**EXERCISE PASSAGE:**

━━━━━━━━━━━━━━━━━━━━━━━━━━━━━━

Spotlight: Student from Northwest Territories says education never mattered to her until she moved to B.C.

Sep 14, 2021


When Robyn Inglangasuk moved to British Columbia from the Northwest Territories, there was one cultural shock she was not prepared for — every employer wanted to see a high school diploma.  

Growing up in northern Canada, Inglangasuk says going to class was not taken as seriously as many jobs in her community don’t require an education. People often start working as teenagers, skipping school to make money and then end up never graduating.  

"In school, people came and went as they pleased. You weren’t hounded if you didn’t show up for class, it was very relaxed,” Inglangasuk explains, adding she dropped out of school in grade 11 to work. 

"There’s no accountability there so if you want to quit school then you just quit with no questions asked." 

Inglangasuk worked as a manager at a grocery store for many years and although she thought about returning to school, she knew it would be too easy to quit. The decision to move to Smithers came when Inglangasuk and her partner were expecting their first daughter and wanted their family to have more opportunities.  

Realizing no one would hire her in British Columbia, she enrolled in the Career & College Preparation (CCP) Certificate program at Coast Mountain College (CMTN) to attain her BC Adult Graduation Diploma. She then stopped attending as she felt overwhelmed with the new baby and other events in her life.  

“I was trying to take care of everything all at once while going to school and it was just too hard, I then finally found work but I wasn’t happy with my job,” Inglangasuk says. 

“It was always on my mind... I saw my daughter graduate preschool and she was so excited about it, so I told myself that I have to do it regardless of my age because I also wanted that satisfaction, that milestone to be proud of.” 

Four years later in 2019, she tried again and was surprised with how encouraging the College was getting her back on track.

━━━━━━━━━━━━━━━━━━━━━━━━━━━━━━

**DATA SECTION:**

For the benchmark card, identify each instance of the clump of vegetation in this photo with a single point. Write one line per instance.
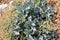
(30, 23)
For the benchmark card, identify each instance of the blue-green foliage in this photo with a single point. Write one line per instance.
(30, 14)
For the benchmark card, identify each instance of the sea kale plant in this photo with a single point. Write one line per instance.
(29, 25)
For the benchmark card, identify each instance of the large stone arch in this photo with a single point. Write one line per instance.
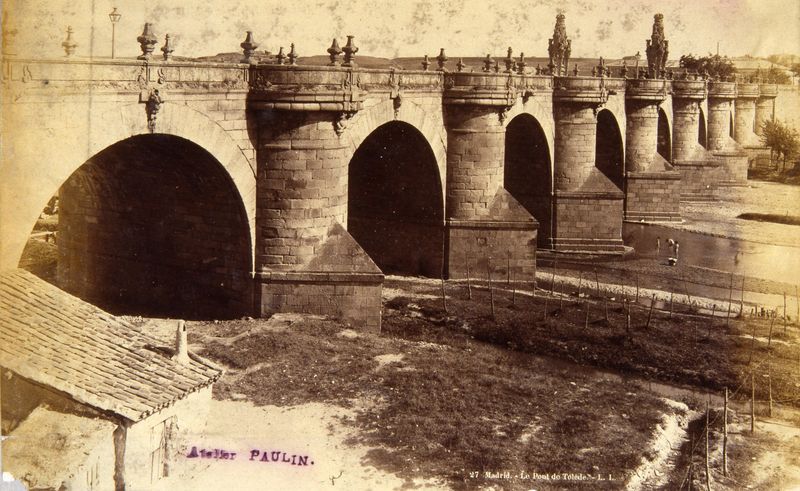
(528, 171)
(395, 207)
(59, 138)
(431, 126)
(664, 135)
(609, 148)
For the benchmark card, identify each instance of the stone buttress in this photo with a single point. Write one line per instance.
(305, 260)
(587, 208)
(486, 226)
(699, 170)
(652, 185)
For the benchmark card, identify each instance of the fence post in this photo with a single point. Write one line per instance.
(725, 435)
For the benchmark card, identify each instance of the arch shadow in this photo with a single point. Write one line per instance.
(528, 171)
(395, 201)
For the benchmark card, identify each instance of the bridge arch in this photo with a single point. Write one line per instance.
(609, 150)
(528, 172)
(395, 201)
(664, 136)
(56, 144)
(702, 138)
(154, 225)
(429, 125)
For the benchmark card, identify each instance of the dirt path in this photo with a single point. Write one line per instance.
(315, 430)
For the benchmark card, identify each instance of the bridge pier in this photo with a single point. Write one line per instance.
(485, 226)
(588, 207)
(652, 185)
(305, 260)
(699, 170)
(734, 161)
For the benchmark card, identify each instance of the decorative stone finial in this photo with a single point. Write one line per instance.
(147, 41)
(350, 51)
(657, 49)
(167, 49)
(334, 51)
(69, 44)
(249, 47)
(487, 63)
(441, 60)
(509, 60)
(559, 48)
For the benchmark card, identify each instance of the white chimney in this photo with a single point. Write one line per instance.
(181, 344)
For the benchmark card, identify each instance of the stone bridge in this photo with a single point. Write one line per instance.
(250, 188)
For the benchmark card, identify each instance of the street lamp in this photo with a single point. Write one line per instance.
(114, 17)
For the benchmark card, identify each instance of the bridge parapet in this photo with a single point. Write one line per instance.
(747, 91)
(131, 75)
(768, 91)
(721, 90)
(689, 89)
(647, 89)
(589, 90)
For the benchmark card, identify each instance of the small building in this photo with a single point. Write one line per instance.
(89, 401)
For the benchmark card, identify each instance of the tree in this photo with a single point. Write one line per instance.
(781, 139)
(717, 67)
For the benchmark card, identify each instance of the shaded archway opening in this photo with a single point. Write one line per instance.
(153, 225)
(528, 173)
(701, 130)
(395, 205)
(664, 145)
(608, 148)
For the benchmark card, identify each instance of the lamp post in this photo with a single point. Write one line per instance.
(114, 16)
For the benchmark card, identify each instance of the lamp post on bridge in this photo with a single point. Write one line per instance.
(114, 16)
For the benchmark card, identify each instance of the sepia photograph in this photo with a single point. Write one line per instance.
(424, 244)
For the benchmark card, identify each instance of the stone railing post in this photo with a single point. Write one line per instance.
(744, 123)
(305, 260)
(765, 107)
(485, 224)
(652, 186)
(588, 207)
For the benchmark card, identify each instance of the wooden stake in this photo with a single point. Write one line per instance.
(769, 378)
(597, 282)
(769, 339)
(444, 298)
(469, 283)
(650, 313)
(708, 467)
(730, 301)
(784, 312)
(725, 435)
(686, 288)
(752, 402)
(670, 305)
(711, 321)
(491, 287)
(741, 300)
(586, 320)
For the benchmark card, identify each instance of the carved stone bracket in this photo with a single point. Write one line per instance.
(152, 105)
(340, 123)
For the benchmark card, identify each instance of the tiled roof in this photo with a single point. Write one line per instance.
(53, 338)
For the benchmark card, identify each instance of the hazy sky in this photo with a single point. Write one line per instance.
(612, 28)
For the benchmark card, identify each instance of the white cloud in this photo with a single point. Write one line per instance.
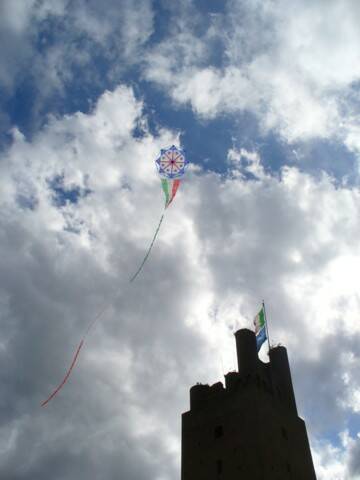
(227, 243)
(287, 64)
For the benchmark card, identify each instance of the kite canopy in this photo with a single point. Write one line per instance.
(171, 163)
(171, 166)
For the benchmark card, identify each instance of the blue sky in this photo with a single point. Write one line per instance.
(264, 98)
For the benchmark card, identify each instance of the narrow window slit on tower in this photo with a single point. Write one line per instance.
(219, 431)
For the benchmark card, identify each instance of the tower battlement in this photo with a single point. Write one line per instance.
(249, 428)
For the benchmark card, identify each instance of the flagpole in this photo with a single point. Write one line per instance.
(266, 325)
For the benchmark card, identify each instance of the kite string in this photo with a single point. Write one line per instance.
(149, 250)
(99, 315)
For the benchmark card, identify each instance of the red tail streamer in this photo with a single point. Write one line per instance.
(66, 376)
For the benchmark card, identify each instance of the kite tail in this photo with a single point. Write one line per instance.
(98, 316)
(57, 389)
(149, 250)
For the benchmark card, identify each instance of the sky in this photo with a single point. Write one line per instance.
(264, 98)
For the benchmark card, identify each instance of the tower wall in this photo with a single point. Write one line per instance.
(249, 429)
(281, 377)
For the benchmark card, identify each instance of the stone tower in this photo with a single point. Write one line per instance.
(249, 430)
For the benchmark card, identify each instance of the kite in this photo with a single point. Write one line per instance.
(171, 165)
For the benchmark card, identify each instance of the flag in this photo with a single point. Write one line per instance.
(260, 328)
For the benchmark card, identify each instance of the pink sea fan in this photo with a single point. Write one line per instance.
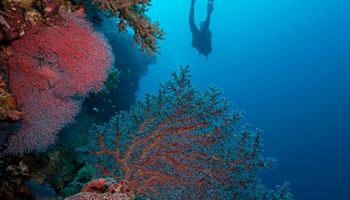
(48, 68)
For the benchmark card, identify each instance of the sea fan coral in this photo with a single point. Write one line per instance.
(8, 105)
(48, 67)
(181, 144)
(132, 13)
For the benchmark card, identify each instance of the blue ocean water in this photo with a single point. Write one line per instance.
(286, 63)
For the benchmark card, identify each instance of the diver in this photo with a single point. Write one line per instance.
(201, 38)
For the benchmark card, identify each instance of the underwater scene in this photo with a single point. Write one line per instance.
(185, 99)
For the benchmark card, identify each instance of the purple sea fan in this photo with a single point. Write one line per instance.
(181, 143)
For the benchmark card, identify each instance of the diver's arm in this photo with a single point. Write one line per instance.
(191, 19)
(210, 9)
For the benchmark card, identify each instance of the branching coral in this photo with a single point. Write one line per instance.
(132, 13)
(47, 69)
(180, 144)
(8, 105)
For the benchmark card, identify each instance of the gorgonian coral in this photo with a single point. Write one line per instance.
(47, 68)
(182, 143)
(132, 13)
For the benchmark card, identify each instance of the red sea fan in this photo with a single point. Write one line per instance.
(49, 67)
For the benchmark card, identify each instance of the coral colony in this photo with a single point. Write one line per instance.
(180, 143)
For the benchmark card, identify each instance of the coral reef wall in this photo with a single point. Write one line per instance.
(181, 143)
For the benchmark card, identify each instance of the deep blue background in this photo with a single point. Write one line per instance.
(287, 64)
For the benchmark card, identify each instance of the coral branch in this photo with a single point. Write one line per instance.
(180, 141)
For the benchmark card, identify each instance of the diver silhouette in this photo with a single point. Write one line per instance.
(201, 38)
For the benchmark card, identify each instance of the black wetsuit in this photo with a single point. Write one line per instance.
(201, 38)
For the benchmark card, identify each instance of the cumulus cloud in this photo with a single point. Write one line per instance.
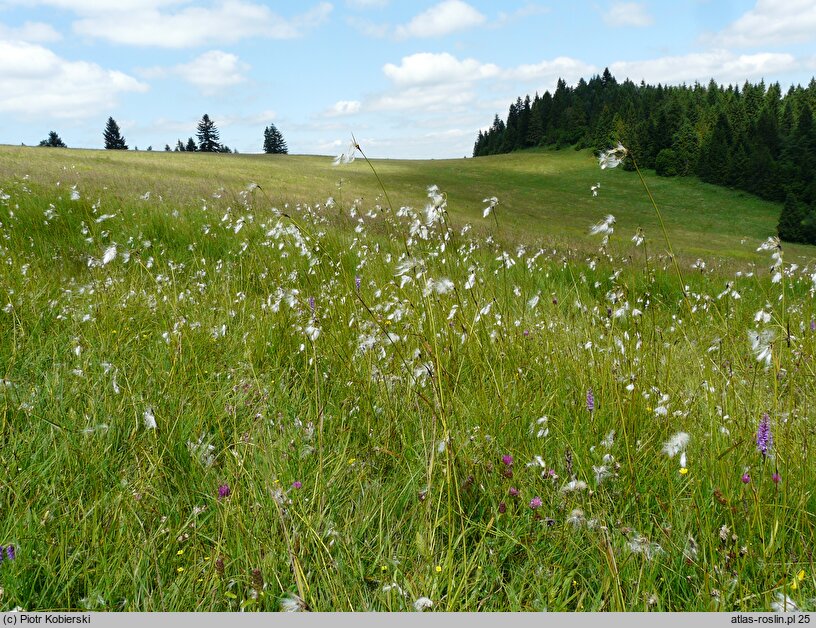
(627, 14)
(210, 72)
(722, 65)
(35, 82)
(772, 22)
(426, 68)
(31, 32)
(441, 19)
(344, 108)
(175, 24)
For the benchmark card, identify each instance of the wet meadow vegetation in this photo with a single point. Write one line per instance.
(255, 383)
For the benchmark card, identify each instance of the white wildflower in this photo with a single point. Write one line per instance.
(576, 518)
(762, 345)
(292, 604)
(676, 444)
(349, 156)
(605, 227)
(491, 205)
(422, 603)
(109, 255)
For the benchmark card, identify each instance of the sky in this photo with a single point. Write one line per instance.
(410, 80)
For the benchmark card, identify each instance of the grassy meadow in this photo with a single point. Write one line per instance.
(255, 383)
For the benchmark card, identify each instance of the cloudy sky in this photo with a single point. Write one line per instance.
(409, 79)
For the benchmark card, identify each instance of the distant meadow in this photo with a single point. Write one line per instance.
(523, 382)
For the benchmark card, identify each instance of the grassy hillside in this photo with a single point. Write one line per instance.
(543, 194)
(220, 397)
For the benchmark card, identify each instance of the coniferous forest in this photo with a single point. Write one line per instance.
(754, 138)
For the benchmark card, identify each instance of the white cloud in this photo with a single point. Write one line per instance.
(165, 23)
(772, 22)
(442, 98)
(369, 28)
(210, 72)
(344, 108)
(426, 68)
(30, 32)
(722, 65)
(627, 14)
(441, 19)
(35, 82)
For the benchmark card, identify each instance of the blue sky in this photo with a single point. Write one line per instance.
(409, 79)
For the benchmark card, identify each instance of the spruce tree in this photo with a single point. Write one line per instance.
(53, 141)
(113, 137)
(274, 142)
(790, 226)
(207, 136)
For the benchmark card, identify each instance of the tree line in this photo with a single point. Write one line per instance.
(755, 138)
(207, 134)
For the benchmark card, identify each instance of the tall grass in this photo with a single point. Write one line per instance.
(398, 405)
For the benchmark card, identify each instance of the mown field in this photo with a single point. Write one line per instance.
(252, 383)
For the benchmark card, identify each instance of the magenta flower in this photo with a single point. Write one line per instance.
(764, 436)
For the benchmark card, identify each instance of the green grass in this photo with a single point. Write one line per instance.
(544, 194)
(392, 404)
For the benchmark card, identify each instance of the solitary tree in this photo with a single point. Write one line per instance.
(274, 142)
(113, 138)
(53, 140)
(207, 135)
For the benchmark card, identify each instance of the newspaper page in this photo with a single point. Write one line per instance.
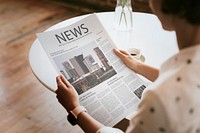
(83, 54)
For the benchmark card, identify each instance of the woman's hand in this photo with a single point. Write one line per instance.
(147, 71)
(127, 59)
(66, 94)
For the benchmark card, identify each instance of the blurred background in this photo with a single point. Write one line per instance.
(26, 106)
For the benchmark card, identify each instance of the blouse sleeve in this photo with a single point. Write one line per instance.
(148, 117)
(109, 130)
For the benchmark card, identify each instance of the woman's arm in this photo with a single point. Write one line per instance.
(148, 72)
(68, 98)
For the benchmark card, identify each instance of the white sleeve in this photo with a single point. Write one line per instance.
(109, 130)
(151, 116)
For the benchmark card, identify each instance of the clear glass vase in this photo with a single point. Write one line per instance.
(123, 15)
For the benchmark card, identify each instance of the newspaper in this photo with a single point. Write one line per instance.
(83, 54)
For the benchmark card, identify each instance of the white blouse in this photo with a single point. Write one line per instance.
(172, 103)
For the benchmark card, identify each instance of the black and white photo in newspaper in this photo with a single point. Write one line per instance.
(83, 54)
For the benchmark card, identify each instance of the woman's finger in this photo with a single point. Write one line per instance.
(124, 52)
(60, 82)
(65, 81)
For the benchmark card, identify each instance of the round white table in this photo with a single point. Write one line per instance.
(147, 35)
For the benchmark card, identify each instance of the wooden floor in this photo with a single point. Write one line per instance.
(26, 106)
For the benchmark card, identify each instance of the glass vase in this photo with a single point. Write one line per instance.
(123, 15)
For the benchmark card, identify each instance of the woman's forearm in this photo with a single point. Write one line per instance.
(148, 72)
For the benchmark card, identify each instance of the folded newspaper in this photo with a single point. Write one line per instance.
(83, 54)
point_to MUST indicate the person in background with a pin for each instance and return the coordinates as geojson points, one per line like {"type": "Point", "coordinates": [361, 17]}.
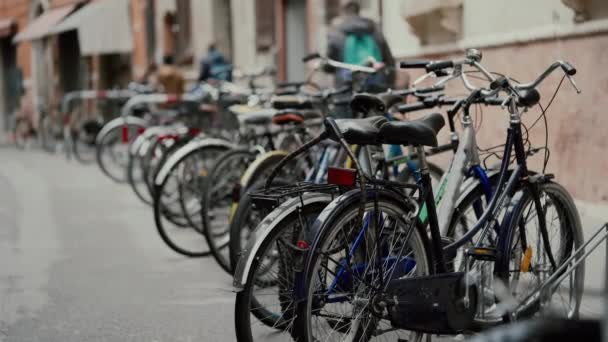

━━━━━━━━━━━━━━━━━━━━━━━━━━━━━━

**EXERCISE TASKS:**
1. In the spotlight on the student from the Northwest Territories, in what grade did Robyn Inglangasuk drop out of school?
2. Continue the spotlight on Robyn Inglangasuk from its last sentence.

**RESULTS OF THE EXERCISE:**
1. Grade 11.

2.
“The instructors were overwhelmingly supportive and that made it easy because I'm not the type of person who lets everyone in, I'm very sheltered. By them being so welcoming, I felt comfortable sharing my struggles which helped ease them.”  

At that point, Inglangasuk had just welcomed another daughter and was nervous it would be too much again. The College made it possible that when she couldn’t find a babysitter to watch her kids, she could bring them to class. She says the instructors and her classmates were very understanding, which was what enabled her to succeed despite the barriers that motherhood can bring.  

“The staff really made the big difference; they would all go out of their way to make it happen for me.” 

She adds she was impressed with the number of free activities she could partake in as a student. She signed up for everything she could to learn new things such as making quilts or moccasins. Her kids would join in too as it was a great way to have fun while meeting other people. 

When Inglagasuk graduated in 2020, she says it was emotional to have her five-year-old watch her get that diploma. Although it was a long journey, her daughter’s excitement made her want to keep going.  

Now, Inglagasuk is working towards getting into Early Childhood Care and Education (ECCE). She started taking online courses at Pacific Rim College and was supposed to apprentice at a local pre-school when the pandemic hit. She put school on pause to work at a financial institution but says when things return to normal, she plans to enroll in the ECCE program at CMTN. 

“My ambitions are stronger now after getting that diploma, I’m so eager to continue on with a new career and focus on myself,” she says.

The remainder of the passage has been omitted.